Sports News Without Access, Favor, Or Discretion
Art by Angelica Alzona

Roger Federer is a really great guy. I know this because I got to meet him a few days ago when he invited me to his house for a dinner party.

I had misread the time on the invitation, so I arrived at his house a few hours early that day. No one was home, and I was about to turn around and drive back to my hotel when I heard a faint sound:


It was coming from behind Roger Federer’s house. A few seconds later I heard it again.



I followed the sound, around the side of the house, past a tennis court and a swimming pool in the shape of a giant ‘RF,’ and down a little forest path. I emerged into a small forest clearing and was confronted by a ghastly sight:

A graveyard.

I was about to turn back, spooked as hell, but a name on one of the gravestones caught my eye.

Art by Angelica Alzona

“Lleyton Hewitt?” I thought. “What’s a ‘Lleyton Hewitt’? Is that two couches from Pottery Barn?”


Before I could do anything else, I felt myself getting sucked in.


I’m courtside at a tennis match, and a very young man, still wet from childbirth, is just playing the shit out of some tennis. He’s absolutely wiping the court with his opponent, and also visibly going at it harder than anybody has ever tried at anything. He’s not making any particularly devastating shots, or scoring many winners, but he’s imposing himself on the present moment, shrieking like a banshee after points, shouting lines from Rocky at himself, and pumping his fist until his face turns red. He looks terribly alone.


Shwoooooopppp. I’m transported again, this time to the final of the 2004 U.S. Open. The same man, who the scoreboard says is named “Lleyton Hewitt,” is playing ... hey, he’s playing my friend Roger Federer!

“I’m sorry for entering your property!” I try to shout to Roger from the stands, but no seems to hear me.


The young man looks more alone than ever now. He has no centering point, and in just 18 minutes he’s lost the first set 6-0. People are still trying to find their seats. He’s not playing bad tennis, it just looks like he’s playing the wrong tennis. It looks like he’s completely lost control of his physical environment, like a really fast sailboat in a storm, with no compass.

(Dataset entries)

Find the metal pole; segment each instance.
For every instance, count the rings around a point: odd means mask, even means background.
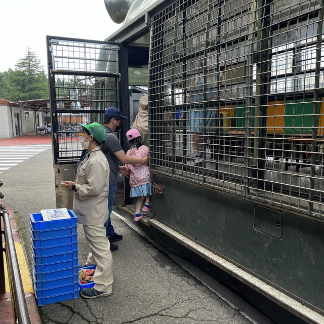
[[[15,248],[14,237],[11,231],[9,214],[7,209],[2,205],[0,205],[0,210],[1,210],[0,215],[4,219],[6,260],[8,269],[11,270],[8,271],[8,276],[9,281],[12,284],[11,291],[13,293],[11,295],[13,314],[15,315],[15,319],[18,319],[18,322],[20,324],[31,324],[25,298],[20,270]]]

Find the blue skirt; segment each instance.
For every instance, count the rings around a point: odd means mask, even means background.
[[[152,182],[131,188],[130,197],[143,197],[148,193],[152,194]]]

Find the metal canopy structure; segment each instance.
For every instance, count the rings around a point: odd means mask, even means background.
[[[32,110],[34,111],[43,110],[46,113],[49,112],[50,99],[33,99],[32,100],[23,100],[21,101],[13,101],[8,102],[8,105],[13,107],[19,107],[25,110]]]

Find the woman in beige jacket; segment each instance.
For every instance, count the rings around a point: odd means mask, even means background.
[[[83,225],[86,238],[97,264],[95,286],[80,292],[85,298],[111,294],[112,257],[104,224],[108,219],[109,167],[105,155],[106,132],[99,123],[79,124],[84,129],[80,144],[89,153],[77,169],[75,181],[62,181],[62,186],[75,192],[73,211]]]

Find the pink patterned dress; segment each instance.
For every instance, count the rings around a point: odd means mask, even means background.
[[[142,145],[137,148],[136,146],[129,149],[127,155],[142,158],[148,155],[148,147]],[[125,166],[131,170],[130,185],[131,197],[146,196],[148,193],[152,194],[152,177],[148,166],[143,164],[130,165]]]

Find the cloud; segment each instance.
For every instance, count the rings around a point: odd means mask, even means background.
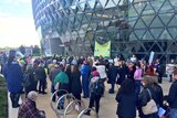
[[[1,13],[0,13],[1,14]],[[1,14],[3,15],[3,14]],[[33,19],[0,15],[0,46],[40,44]]]

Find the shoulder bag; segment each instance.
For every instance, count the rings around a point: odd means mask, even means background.
[[[142,107],[142,111],[143,111],[144,115],[152,115],[152,114],[157,112],[158,109],[157,109],[156,103],[152,98],[152,93],[148,88],[147,88],[147,92],[149,94],[150,100],[147,103],[146,106]]]

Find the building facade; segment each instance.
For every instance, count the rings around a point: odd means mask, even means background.
[[[176,60],[176,0],[32,0],[32,8],[51,53],[93,54],[95,41],[112,41],[112,56],[148,58],[153,51],[164,62]]]

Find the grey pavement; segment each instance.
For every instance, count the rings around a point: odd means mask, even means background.
[[[46,118],[58,118],[54,111],[50,107],[50,82],[48,82],[48,94],[46,95],[39,95],[38,100],[37,100],[37,107],[40,110],[44,110],[46,114]],[[160,86],[163,87],[164,94],[167,95],[170,84],[167,78],[164,78],[163,84]],[[106,90],[104,97],[101,99],[101,109],[100,109],[100,118],[117,118],[116,116],[116,108],[117,108],[117,103],[115,100],[115,94],[108,94],[110,85],[106,84]],[[117,88],[116,90],[117,92]],[[82,99],[86,107],[88,105],[88,99]],[[9,99],[9,118],[17,118],[18,114],[18,108],[11,108],[11,101]],[[66,118],[76,118],[79,114],[77,112],[71,112],[70,115],[66,116]],[[90,117],[84,116],[83,118],[94,118],[94,115],[91,115]],[[137,117],[138,118],[138,117]]]

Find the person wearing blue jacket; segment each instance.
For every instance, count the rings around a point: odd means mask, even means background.
[[[17,108],[20,106],[19,98],[23,89],[22,87],[23,73],[22,68],[14,58],[15,58],[15,51],[10,51],[8,62],[6,63],[3,68],[3,75],[7,81],[8,90],[10,92],[12,107]]]
[[[83,97],[90,97],[90,74],[91,74],[91,66],[90,64],[84,61],[83,65],[81,66],[81,75],[82,75],[82,87],[83,87]]]

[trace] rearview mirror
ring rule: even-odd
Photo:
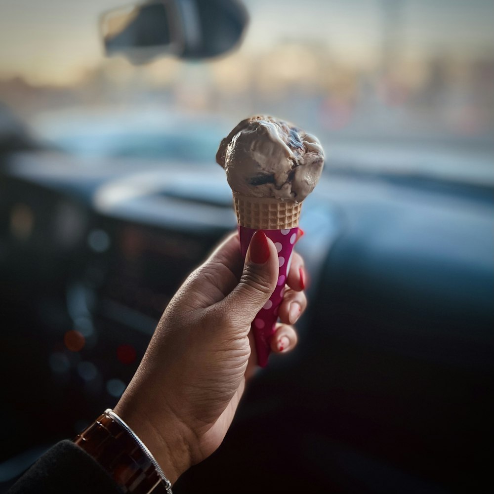
[[[248,18],[239,0],[151,0],[105,12],[100,29],[107,55],[142,64],[221,55],[240,42]]]

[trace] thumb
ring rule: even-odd
[[[258,230],[250,240],[240,281],[224,299],[225,308],[250,323],[274,291],[279,270],[276,247]]]

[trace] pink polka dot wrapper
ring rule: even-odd
[[[252,235],[257,231],[253,228],[247,228],[239,225],[240,248],[245,259],[247,249]],[[280,305],[283,299],[285,282],[291,263],[293,246],[297,241],[298,228],[287,228],[284,230],[263,230],[266,236],[270,239],[276,247],[280,266],[276,288],[269,297],[269,300],[259,311],[252,321],[251,329],[254,334],[255,349],[257,354],[257,363],[261,367],[265,367],[271,352],[271,339],[276,330]]]

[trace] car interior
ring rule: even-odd
[[[23,82],[0,56],[0,490],[116,404],[171,297],[237,227],[221,139],[266,112],[325,150],[296,246],[308,308],[173,492],[490,492],[494,10],[345,3],[89,2],[101,66],[80,81]],[[324,62],[365,53],[378,17],[371,69]],[[415,39],[434,56],[410,61]]]

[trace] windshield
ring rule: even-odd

Task statement:
Reproduce the stretch of the Federer story from "The young man" through "with no compass." word for word.

Result of the task:
The young man looks more alone than ever now. He has no centering point, and in just 18 minutes he’s lost the first set 6-0. People are still trying to find their seats. He’s not playing bad tennis, it just looks like he’s playing the wrong tennis. It looks like he’s completely lost control of his physical environment, like a really fast sailboat in a storm, with no compass.